Mise en place après la deuxième guerre mondiale

"La pension légale pour les salariés a été mise en place après la deuxième guerre mondiale", contextualise Pierre Devolder. "À cette époque-là, le modèle classique était : Monsieur qui travaille et Madame qui s’occupe de la maison et/ou de la famille. C’était le modèle traditionnel. Le législateur s’est donc dit que si les deux membres du couple étaient toujours en vie au moment de la retraite, il serait logique d’adapter les ressources à deux personnes plutôt qu’à une seule. Ainsi, si l’épouse n’a pas eu de revenus, on donne une pension un peu plus élevée au couple avec un taux à 75%."

Plus de revenus mais une plus grande dépendance financière

Mais cette manière de calculer est-elle encore d’actualité ? Ne rend-elle pas la femme encore dépendante de son mari financièrement ? Bref, cette méthode de calcul est-elle égalitaire ?

Pour Pierre Devolder, c’est une méthode de calcul qui date clairement du passé mais qui profite aux deux membres du couple. "Même si le montant est versé à l’homme, la femme va également profiter de cette revalorisation. L’idée de la pension ménage est de redistribuer au couple, pas à l’homme seul. Et donc, la femme en profite aussi."

La question est donc de savoir comment l’argent est redistribué dans le couple une fois qu’il est versé à l’homme. "Et cette information est très difficile à obtenir car il s’agit du cercle privé", répond Laurène Thil, économiste et chercheuse à la KULeuven.

"Il est clair qu’avec le taux ménage, l’homme gagne plus grâce à sa femme. Toutefois, cela ne signifie pas nécessairement que la femme reçoit moins de richesses à la fin. À partir du moment où les ressources disponibles pour le couple sont augmentées et reversées à l’homme, l’important pour l’égalité de genre est de voir comment elles sont redistribuées ensuite. Si elles sont partagées, c’est très bien, sinon, c’est clair que les femmes sont perdantes… Oui, il s’agit de bien s’entendre !"

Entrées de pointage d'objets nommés
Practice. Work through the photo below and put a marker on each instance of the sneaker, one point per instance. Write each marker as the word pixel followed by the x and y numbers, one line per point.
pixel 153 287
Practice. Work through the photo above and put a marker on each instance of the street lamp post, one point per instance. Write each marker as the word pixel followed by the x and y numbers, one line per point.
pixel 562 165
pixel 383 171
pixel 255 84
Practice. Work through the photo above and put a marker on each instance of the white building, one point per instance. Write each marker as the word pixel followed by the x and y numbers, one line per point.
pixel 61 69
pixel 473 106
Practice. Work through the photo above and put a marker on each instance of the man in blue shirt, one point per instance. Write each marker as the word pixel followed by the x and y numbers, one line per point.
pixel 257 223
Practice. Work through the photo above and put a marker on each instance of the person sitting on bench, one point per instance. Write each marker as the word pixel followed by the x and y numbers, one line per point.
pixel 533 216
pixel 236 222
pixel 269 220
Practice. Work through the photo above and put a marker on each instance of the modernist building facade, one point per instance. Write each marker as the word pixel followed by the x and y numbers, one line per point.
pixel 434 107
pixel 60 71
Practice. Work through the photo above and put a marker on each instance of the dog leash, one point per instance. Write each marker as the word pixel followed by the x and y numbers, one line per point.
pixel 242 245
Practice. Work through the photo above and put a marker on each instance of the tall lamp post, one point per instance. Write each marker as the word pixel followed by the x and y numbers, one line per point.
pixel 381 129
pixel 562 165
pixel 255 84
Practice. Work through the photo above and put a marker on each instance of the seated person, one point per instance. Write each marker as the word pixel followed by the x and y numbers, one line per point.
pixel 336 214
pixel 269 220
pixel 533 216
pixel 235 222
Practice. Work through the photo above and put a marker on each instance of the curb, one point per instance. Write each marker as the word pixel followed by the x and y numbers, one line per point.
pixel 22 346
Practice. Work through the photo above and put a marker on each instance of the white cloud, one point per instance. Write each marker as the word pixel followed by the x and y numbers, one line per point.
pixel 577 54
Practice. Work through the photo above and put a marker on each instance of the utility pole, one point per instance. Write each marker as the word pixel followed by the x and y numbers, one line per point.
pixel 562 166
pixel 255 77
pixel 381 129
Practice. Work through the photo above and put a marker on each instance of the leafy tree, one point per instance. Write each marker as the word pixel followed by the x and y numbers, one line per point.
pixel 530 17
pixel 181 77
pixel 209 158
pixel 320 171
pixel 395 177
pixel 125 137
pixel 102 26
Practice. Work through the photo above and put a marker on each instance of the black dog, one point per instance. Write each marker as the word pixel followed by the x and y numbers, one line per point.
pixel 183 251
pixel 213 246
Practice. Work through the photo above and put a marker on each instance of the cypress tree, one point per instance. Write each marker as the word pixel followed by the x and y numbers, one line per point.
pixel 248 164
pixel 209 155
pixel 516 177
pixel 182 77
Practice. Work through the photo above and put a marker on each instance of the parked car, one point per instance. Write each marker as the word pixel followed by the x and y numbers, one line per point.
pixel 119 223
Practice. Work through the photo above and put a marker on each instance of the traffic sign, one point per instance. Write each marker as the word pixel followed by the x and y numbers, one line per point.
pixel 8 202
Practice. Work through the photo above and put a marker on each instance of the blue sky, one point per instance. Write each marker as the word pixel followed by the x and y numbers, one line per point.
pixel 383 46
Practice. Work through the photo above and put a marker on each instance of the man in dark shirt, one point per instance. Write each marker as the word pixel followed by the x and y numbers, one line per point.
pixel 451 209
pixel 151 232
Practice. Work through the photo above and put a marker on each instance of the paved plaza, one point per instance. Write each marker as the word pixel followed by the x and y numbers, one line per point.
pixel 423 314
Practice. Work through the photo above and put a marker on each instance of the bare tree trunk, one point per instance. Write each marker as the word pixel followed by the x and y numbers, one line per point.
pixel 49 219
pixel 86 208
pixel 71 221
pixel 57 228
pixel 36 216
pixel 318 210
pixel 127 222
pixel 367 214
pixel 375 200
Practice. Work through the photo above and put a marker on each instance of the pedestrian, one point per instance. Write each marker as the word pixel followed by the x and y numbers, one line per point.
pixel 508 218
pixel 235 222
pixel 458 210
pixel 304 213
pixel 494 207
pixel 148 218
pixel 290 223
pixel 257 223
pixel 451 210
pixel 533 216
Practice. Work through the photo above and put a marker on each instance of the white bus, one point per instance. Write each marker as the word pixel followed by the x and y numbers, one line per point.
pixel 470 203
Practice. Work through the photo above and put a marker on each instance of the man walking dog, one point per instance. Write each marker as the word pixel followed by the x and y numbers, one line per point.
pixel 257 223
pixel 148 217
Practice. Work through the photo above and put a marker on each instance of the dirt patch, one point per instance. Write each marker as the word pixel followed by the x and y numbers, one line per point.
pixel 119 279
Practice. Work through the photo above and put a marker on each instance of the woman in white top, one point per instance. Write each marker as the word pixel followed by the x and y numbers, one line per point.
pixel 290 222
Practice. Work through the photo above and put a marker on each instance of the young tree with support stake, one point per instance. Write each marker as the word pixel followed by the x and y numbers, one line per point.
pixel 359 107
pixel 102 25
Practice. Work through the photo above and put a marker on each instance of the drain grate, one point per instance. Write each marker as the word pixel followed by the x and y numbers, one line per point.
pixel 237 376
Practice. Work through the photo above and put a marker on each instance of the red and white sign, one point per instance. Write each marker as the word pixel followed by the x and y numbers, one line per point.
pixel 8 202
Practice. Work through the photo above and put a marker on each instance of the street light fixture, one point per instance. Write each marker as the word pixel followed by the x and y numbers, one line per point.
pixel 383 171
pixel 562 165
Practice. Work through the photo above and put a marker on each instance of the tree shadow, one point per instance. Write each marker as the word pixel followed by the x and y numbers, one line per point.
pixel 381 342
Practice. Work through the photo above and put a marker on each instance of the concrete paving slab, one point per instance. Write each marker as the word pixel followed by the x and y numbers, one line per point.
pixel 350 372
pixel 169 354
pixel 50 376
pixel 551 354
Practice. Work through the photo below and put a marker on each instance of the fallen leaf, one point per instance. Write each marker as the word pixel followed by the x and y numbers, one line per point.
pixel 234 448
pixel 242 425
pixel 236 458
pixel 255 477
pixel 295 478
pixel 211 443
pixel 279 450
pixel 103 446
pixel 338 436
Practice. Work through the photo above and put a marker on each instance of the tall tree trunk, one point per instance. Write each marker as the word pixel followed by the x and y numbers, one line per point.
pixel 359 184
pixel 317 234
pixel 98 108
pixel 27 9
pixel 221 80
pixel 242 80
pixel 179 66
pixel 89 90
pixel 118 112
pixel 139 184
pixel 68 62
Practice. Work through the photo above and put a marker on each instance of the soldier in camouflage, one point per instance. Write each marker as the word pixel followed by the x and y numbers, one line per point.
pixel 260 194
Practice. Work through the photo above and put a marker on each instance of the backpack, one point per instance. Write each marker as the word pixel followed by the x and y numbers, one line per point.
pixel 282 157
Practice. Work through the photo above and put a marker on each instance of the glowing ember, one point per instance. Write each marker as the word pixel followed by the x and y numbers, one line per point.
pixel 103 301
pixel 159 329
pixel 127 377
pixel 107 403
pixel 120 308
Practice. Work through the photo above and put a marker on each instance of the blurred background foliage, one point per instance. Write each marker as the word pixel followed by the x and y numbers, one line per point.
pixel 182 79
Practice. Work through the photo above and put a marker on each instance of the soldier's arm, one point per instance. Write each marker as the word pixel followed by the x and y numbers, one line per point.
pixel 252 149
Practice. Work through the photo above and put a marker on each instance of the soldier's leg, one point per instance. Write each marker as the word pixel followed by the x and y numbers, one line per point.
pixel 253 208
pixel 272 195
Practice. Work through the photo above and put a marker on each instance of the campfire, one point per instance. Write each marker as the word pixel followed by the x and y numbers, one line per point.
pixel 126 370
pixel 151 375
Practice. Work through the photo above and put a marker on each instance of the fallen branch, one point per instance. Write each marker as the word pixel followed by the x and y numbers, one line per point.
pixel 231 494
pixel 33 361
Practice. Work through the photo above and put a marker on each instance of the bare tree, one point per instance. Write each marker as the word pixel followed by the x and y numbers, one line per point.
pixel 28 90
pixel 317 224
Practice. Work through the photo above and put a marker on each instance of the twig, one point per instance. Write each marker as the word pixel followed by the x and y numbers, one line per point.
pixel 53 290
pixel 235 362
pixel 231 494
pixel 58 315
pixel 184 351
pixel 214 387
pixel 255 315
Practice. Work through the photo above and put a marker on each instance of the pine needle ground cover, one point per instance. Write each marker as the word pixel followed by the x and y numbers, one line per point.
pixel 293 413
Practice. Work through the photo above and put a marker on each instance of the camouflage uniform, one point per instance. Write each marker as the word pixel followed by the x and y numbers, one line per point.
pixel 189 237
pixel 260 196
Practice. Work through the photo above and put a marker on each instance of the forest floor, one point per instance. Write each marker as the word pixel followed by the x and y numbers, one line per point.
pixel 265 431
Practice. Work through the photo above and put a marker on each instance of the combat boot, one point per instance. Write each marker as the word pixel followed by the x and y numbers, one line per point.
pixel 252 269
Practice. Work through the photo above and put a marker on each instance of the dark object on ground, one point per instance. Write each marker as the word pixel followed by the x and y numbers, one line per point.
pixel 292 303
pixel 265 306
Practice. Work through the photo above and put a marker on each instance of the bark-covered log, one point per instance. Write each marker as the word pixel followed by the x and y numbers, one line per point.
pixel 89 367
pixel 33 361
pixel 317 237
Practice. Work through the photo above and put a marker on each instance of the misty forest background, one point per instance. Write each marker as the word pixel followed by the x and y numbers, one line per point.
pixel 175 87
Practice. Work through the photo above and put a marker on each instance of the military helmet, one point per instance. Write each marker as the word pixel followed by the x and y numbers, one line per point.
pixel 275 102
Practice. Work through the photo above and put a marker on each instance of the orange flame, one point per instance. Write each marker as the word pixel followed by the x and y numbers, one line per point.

### CONSIGNES ÉCRITES
• A. D'après l'extrait sur la pension ménage, quel taux est appliqué à la pension du couple lorsque l'épouse n'a pas eu de revenus ?
• B. Poursuivez l'extrait sur la pension ménage après sa dernière phrase.

### RÉSULTATS
• A. Un taux de 75 %.

• B.
Cela signifie ainsi que la femme dépend financièrement de son mari. "Il y a une globalisation des revenus qui fait que vous n’avez plus de droits propres si vous êtes celui, celle en l’occurrence, qui gagne le moins", réagit Dominique De Vos, présidente de la commission Sécurité sociale du Conseil fédéral de l’Égalité des chances entre hommes et femmes. "Ça bétonne la dépendance au mari. Même si, il faut le souligner, ils peuvent se séparer et toucher une pension de divorcés qui, là aussi, dépend des revenus du mari."

Une des solutions étudiée par ces trois experts serait le "splitting". Rappelez-vous, c’est une des solutions qui doit être étudiée selon l’accord de gouvernement. "L’idée de base du splitting est de cumuler la pension des deux personnes et on divise en deux", explique Dominique de Vos qui précise que cela pose énormément d’autres questions. "Que met-on dans ce pot commun ? La pension légale ? Complémentaire ? Cela ne risque-t-il pas d’appauvrir les ménages ?"

Attendre ou agir ?

Pour Pierre Devolder, qui avait également étudié cette solution, le taux ménage va "mourir de sa belle mort". "Progressivement, le taux ménage va devenir un non-sens et ne sera plus appliqué. Les deux membres du couple travaillent aujourd’hui et c’est donc le taux isolé qui sera appliqué parce que ce sera le plus intéressant. Parce que la somme des deux pensions sera plus importante qu’une pension avec un taux ménage."

Une condition à cela, ajoute Laurène Thil : que les carrières entre les hommes et les femmes soient égalitaires. Or, ce n’est pas encore le cas. Même si l’écart salarial tend à se résorber, il existe toujours. Avec un moment crucial : quand le couple devient parent, les études montrent que la carrière de l’homme prend son envol alors que celle de la femme est freinée.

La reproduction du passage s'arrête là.